## Pointing records

◆ ◆ ◆ ◆ ◆

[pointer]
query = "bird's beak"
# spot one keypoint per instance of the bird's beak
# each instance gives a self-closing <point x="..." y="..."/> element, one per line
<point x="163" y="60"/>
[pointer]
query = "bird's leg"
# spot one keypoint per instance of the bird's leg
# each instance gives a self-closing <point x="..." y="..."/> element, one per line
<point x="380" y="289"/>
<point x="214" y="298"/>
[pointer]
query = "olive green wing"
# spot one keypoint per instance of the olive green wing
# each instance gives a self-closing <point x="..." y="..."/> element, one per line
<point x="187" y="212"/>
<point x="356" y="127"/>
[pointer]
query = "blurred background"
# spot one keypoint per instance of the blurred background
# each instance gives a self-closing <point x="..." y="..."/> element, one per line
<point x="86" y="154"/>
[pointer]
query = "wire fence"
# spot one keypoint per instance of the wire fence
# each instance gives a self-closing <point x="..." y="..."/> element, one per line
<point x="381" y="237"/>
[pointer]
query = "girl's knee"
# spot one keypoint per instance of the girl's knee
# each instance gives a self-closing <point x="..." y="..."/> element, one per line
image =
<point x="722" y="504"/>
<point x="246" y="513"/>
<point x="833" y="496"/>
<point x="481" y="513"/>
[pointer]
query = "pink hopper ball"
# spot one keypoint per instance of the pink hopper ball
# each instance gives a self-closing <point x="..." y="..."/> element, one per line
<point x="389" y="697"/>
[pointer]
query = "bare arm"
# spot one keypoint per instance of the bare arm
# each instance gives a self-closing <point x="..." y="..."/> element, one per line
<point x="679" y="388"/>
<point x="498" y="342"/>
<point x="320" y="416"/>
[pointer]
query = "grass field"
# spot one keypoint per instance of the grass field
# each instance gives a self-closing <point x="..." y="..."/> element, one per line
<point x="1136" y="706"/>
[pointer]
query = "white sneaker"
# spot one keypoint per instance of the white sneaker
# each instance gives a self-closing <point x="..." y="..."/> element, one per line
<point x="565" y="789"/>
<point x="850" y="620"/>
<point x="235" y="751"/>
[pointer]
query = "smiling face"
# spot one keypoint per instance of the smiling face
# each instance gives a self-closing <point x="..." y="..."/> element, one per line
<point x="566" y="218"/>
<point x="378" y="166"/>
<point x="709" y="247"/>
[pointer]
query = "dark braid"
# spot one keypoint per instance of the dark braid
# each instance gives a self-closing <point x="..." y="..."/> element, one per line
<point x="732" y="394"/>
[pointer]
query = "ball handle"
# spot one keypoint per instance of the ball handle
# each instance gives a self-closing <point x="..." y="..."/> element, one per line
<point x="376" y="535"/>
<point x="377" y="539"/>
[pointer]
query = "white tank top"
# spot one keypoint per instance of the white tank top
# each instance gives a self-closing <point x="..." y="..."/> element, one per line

◆ ◆ ◆ ◆ ◆

## INSTRUCTIONS TO FOLLOW
Write out the entire listing exactly.

## RESULT OF THE EXERCISE
[pointer]
query = "bird's beak"
# spot one keypoint per instance of the bird's beak
# each instance gives a self-closing <point x="..." y="..."/> element, one per line
<point x="163" y="60"/>
[pointer]
query = "bird's leg"
# spot one keypoint per instance of the bird's leg
# each instance gives a self-closing <point x="..." y="..."/> element, one per line
<point x="380" y="289"/>
<point x="214" y="298"/>
[pointer]
query = "olive green wing"
# spot one keypoint per instance of the olive green wing
# each instance gives a self-closing <point x="..." y="..."/> element, one per line
<point x="187" y="212"/>
<point x="356" y="127"/>
[pointer]
query = "blurred background"
# spot one keypoint per instance of the blurred background
# each instance gives a self-closing <point x="..." y="..."/> element, one per line
<point x="86" y="154"/>
[pointer]
query = "wire fence"
# spot one keypoint per instance of the wire fence
# each instance gives a self-closing <point x="..." y="..."/> element, one per line
<point x="381" y="237"/>
[pointer]
query = "girl's knee"
# spot one keypoint per instance of the girl's knee
# each instance gives a self-closing <point x="..." y="..."/> element, one per line
image =
<point x="722" y="504"/>
<point x="246" y="513"/>
<point x="833" y="496"/>
<point x="481" y="513"/>
[pointer]
query = "pink hopper ball"
# spot one keypoint per instance of the pink hopper ball
# each instance gives a self-closing <point x="..." y="..."/> element, one per line
<point x="389" y="697"/>
[pointer]
query = "bare arm"
# spot one keypoint per instance of the bare arm
# each instance gives a self-closing <point x="..." y="..."/> element, one per line
<point x="679" y="388"/>
<point x="498" y="342"/>
<point x="320" y="416"/>
[pointer]
query = "grass field"
# spot one keypoint per instance of the grass field
# each instance gives a self-closing <point x="..." y="..."/> element, one per line
<point x="1136" y="706"/>
[pointer]
query = "white sneaker"
# spot one keypoint per instance of the white sneaker
# each instance gives a self-closing <point x="..." y="..."/> element, one per line
<point x="565" y="789"/>
<point x="850" y="620"/>
<point x="235" y="751"/>
[pointer]
query = "smiling face"
# spot one keypoint per instance of the smiling face
# each instance gives a self-closing <point x="..." y="..."/> element, one per line
<point x="566" y="218"/>
<point x="378" y="166"/>
<point x="709" y="247"/>
[pointer]
query = "dark braid"
# spot one keypoint per instance of the dark braid
# each instance gives a self-closing <point x="..." y="..."/> element, one per line
<point x="732" y="394"/>
[pointer]
query = "ball handle"
# spot one keypoint per instance of the ball handle
# each instance gives a self-closing <point x="..." y="..."/> element, one per line
<point x="376" y="535"/>
<point x="377" y="539"/>
[pointer]
query = "white tank top"
# spot one keypoint per instance of the white tank top
# each instance gives a self-closing <point x="..." y="..."/> element, one per line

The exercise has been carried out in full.